### TASK PROMPT
Nothing is needed except the lines below that run from the one with "Where can you spot the parked airplane?" through the one with "Where can you spot the aircraft wing?", repeated exactly.

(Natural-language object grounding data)
--------

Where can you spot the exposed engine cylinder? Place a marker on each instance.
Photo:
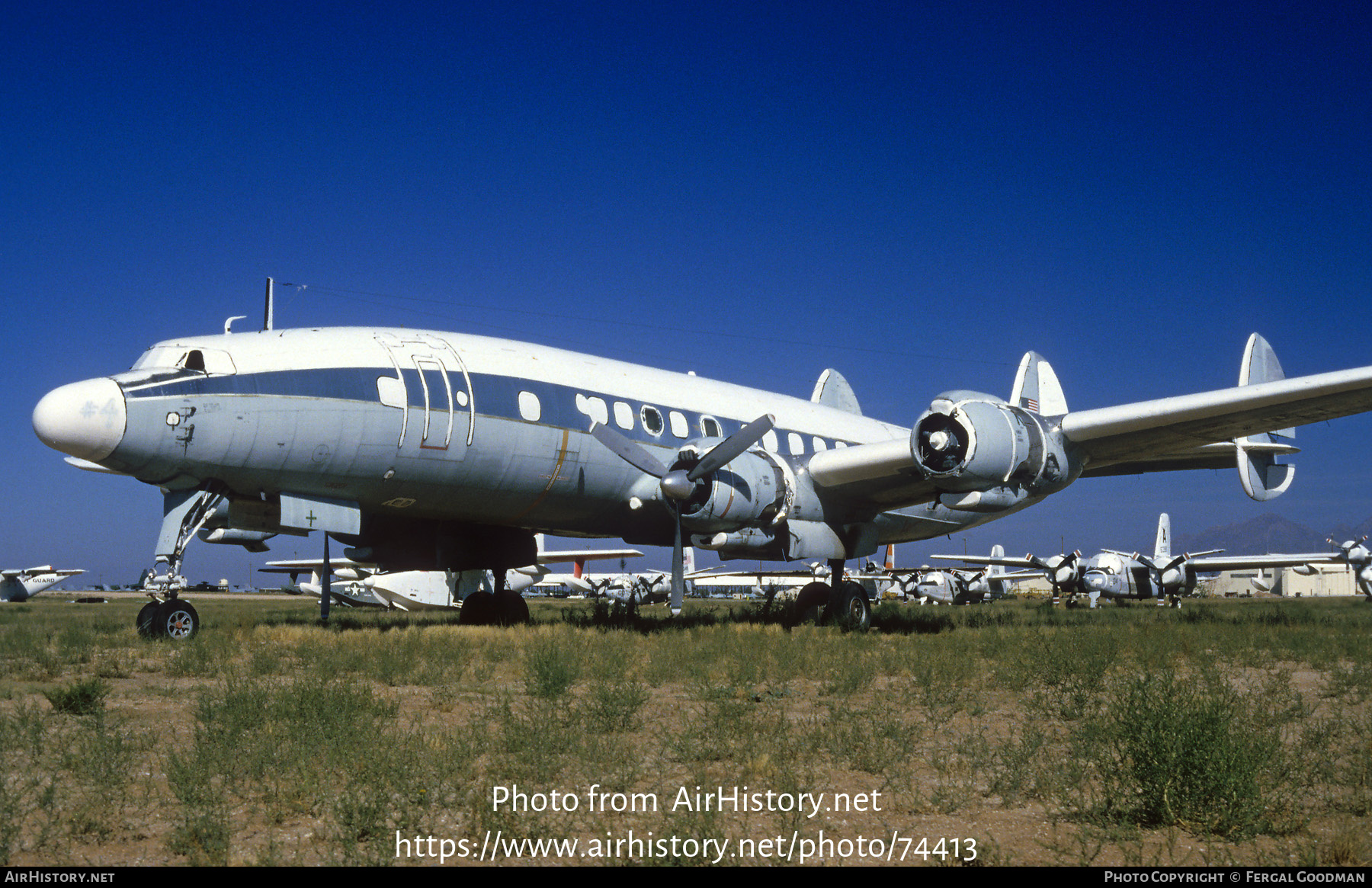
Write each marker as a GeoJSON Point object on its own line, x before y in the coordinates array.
{"type": "Point", "coordinates": [972, 441]}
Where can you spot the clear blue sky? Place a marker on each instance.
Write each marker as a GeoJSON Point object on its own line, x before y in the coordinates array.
{"type": "Point", "coordinates": [912, 194]}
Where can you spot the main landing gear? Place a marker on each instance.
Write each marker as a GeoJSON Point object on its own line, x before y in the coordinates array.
{"type": "Point", "coordinates": [172, 619]}
{"type": "Point", "coordinates": [494, 608]}
{"type": "Point", "coordinates": [840, 601]}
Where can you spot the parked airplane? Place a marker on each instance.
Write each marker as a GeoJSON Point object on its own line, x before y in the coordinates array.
{"type": "Point", "coordinates": [1164, 577]}
{"type": "Point", "coordinates": [955, 586]}
{"type": "Point", "coordinates": [1358, 557]}
{"type": "Point", "coordinates": [22, 584]}
{"type": "Point", "coordinates": [428, 450]}
{"type": "Point", "coordinates": [365, 585]}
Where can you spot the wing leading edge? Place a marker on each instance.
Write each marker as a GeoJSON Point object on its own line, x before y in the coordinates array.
{"type": "Point", "coordinates": [1205, 430]}
{"type": "Point", "coordinates": [1152, 430]}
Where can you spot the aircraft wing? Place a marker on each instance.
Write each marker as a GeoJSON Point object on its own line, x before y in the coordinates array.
{"type": "Point", "coordinates": [32, 571]}
{"type": "Point", "coordinates": [301, 566]}
{"type": "Point", "coordinates": [986, 559]}
{"type": "Point", "coordinates": [586, 555]}
{"type": "Point", "coordinates": [1187, 427]}
{"type": "Point", "coordinates": [1179, 433]}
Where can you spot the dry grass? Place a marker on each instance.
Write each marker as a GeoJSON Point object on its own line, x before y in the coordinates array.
{"type": "Point", "coordinates": [1040, 736]}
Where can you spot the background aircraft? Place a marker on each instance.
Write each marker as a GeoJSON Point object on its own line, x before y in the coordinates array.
{"type": "Point", "coordinates": [428, 450]}
{"type": "Point", "coordinates": [365, 585]}
{"type": "Point", "coordinates": [22, 584]}
{"type": "Point", "coordinates": [955, 586]}
{"type": "Point", "coordinates": [1162, 577]}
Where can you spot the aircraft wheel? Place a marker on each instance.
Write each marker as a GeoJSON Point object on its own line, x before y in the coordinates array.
{"type": "Point", "coordinates": [147, 620]}
{"type": "Point", "coordinates": [178, 620]}
{"type": "Point", "coordinates": [511, 610]}
{"type": "Point", "coordinates": [478, 610]}
{"type": "Point", "coordinates": [854, 610]}
{"type": "Point", "coordinates": [809, 603]}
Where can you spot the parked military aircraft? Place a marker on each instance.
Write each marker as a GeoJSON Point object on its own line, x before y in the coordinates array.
{"type": "Point", "coordinates": [430, 450]}
{"type": "Point", "coordinates": [1165, 578]}
{"type": "Point", "coordinates": [1358, 557]}
{"type": "Point", "coordinates": [365, 585]}
{"type": "Point", "coordinates": [22, 584]}
{"type": "Point", "coordinates": [955, 586]}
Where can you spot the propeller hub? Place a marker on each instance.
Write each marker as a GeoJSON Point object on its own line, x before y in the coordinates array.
{"type": "Point", "coordinates": [677, 485]}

--------

### COMPLETED EXERCISE
Where can you spot the parked airplane? Place a marker on each instance.
Write each marker as a GeoJSON Point object on its own line, x before y in the coordinates array.
{"type": "Point", "coordinates": [1164, 577]}
{"type": "Point", "coordinates": [955, 586]}
{"type": "Point", "coordinates": [1358, 557]}
{"type": "Point", "coordinates": [22, 584]}
{"type": "Point", "coordinates": [428, 450]}
{"type": "Point", "coordinates": [365, 585]}
Where can you spot the wing leading edge? Place a marker on each instance.
Write each marker as a GeoJSON Point object on its own line, x before y in the coordinates array.
{"type": "Point", "coordinates": [1205, 430]}
{"type": "Point", "coordinates": [1152, 430]}
Where can you spot the aircraft wing? Place a marker on each instance.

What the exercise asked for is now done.